Data records:
☆ ☆ ☆ ☆
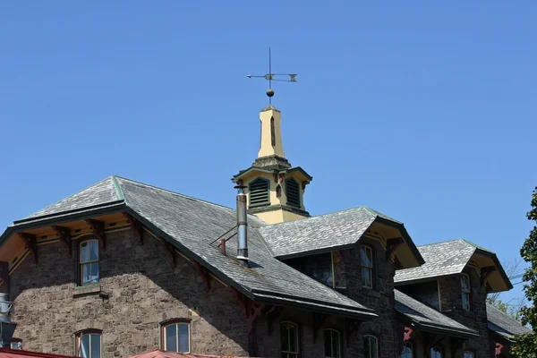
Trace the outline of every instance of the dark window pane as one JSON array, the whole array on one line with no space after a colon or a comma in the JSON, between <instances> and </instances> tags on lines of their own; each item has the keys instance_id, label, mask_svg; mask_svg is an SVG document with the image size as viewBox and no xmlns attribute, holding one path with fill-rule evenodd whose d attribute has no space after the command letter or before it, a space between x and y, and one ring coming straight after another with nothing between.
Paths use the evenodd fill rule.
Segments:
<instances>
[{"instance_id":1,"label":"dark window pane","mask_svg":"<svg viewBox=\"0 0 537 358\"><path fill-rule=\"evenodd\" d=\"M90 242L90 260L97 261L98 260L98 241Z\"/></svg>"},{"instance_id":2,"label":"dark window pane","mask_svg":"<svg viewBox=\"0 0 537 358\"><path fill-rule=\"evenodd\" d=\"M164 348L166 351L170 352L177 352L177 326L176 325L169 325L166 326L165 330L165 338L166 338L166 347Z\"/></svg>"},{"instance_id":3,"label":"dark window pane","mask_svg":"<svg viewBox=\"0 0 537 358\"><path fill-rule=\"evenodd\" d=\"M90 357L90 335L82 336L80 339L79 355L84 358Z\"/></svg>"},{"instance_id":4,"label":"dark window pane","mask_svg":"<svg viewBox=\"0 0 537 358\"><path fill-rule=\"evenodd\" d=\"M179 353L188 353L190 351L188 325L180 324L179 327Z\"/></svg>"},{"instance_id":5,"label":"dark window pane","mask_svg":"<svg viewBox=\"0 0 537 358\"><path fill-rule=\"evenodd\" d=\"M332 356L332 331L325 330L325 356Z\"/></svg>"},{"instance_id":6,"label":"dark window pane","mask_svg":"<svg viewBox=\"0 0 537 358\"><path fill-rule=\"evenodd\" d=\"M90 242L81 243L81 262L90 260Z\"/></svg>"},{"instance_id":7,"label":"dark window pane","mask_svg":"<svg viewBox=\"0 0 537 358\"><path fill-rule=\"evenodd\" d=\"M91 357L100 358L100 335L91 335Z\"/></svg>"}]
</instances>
☆ ☆ ☆ ☆
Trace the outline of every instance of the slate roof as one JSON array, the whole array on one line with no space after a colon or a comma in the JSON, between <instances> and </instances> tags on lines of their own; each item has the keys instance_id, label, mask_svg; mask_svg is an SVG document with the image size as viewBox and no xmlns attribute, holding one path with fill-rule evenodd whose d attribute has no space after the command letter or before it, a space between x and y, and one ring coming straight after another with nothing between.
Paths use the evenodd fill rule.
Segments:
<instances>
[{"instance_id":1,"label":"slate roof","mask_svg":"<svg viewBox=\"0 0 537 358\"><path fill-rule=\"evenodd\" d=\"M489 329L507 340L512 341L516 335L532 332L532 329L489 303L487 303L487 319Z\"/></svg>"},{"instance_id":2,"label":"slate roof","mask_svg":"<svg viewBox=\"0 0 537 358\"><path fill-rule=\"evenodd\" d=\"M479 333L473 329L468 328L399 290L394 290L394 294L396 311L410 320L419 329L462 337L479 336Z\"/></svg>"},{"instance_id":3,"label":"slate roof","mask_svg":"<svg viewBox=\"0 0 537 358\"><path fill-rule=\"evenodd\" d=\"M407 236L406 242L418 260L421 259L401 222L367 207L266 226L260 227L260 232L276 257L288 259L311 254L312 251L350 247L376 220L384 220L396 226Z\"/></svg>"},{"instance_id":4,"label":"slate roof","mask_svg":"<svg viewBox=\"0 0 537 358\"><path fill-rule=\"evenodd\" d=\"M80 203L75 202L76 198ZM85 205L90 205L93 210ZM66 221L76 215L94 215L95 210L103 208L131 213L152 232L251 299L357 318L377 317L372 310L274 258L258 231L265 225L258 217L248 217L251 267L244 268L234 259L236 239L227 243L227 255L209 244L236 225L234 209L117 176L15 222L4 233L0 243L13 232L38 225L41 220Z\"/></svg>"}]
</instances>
☆ ☆ ☆ ☆
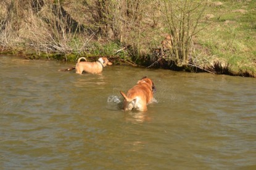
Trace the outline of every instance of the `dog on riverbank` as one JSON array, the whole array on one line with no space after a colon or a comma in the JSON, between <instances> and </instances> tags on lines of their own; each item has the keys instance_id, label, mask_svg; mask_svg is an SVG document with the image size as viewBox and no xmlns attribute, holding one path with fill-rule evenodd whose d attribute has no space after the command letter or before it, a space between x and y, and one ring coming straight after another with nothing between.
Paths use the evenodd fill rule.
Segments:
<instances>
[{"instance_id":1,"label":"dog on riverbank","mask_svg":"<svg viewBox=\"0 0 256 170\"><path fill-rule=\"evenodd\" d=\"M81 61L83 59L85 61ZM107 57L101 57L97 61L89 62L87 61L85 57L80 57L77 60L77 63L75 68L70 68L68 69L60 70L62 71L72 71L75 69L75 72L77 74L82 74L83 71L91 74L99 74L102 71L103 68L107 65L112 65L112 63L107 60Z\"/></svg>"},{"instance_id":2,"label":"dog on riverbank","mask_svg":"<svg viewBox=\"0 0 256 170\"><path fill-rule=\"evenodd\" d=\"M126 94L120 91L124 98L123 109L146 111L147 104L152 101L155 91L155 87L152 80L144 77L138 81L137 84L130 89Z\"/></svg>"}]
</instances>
☆ ☆ ☆ ☆
*Directions for this task*.
Can you format the data from the line containing "Trace the outline of every instance of the slate" through the line containing "329L507 340L512 341L516" as a Markdown table with the columns Row and Line, skipping any blank lines?

*Correct response*.
| Row | Line |
|---|---|
| 1 | Trace the outline of every instance of the slate roof as one JSON array, the whole array on one line with no space after a colon or a comma in the JSON, between <instances> and </instances> tags on lines of their own; each item has the keys instance_id, label, mask_svg; mask_svg is an SVG document with the image size as viewBox and no xmlns attribute, holding one path with fill-rule evenodd whose d attribute has no space after the command letter or before it, a space between x and y, and one ring coming straight after another with nothing between. |
| 2 | Paths use the evenodd fill rule. |
| 3 | Segments: |
| 4 | <instances> |
| 5 | [{"instance_id":1,"label":"slate roof","mask_svg":"<svg viewBox=\"0 0 537 358\"><path fill-rule=\"evenodd\" d=\"M489 329L507 340L512 341L516 335L532 332L532 329L489 303L487 303L487 319Z\"/></svg>"},{"instance_id":2,"label":"slate roof","mask_svg":"<svg viewBox=\"0 0 537 358\"><path fill-rule=\"evenodd\" d=\"M479 333L473 329L468 328L399 290L394 290L394 294L396 311L410 320L419 329L462 337L479 336Z\"/></svg>"},{"instance_id":3,"label":"slate roof","mask_svg":"<svg viewBox=\"0 0 537 358\"><path fill-rule=\"evenodd\" d=\"M407 236L406 242L418 260L421 259L401 222L367 207L266 226L260 227L260 232L276 257L288 259L311 254L312 251L350 247L376 220L384 220L396 226Z\"/></svg>"},{"instance_id":4,"label":"slate roof","mask_svg":"<svg viewBox=\"0 0 537 358\"><path fill-rule=\"evenodd\" d=\"M80 203L75 202L76 198ZM85 205L90 205L93 210ZM66 221L76 215L94 215L95 210L103 208L131 213L152 232L251 299L357 318L377 317L372 310L274 258L258 231L265 225L258 217L248 217L251 267L244 268L234 259L236 239L227 243L227 255L209 244L236 225L234 209L117 176L15 222L4 233L0 243L13 232L38 225L41 220Z\"/></svg>"}] |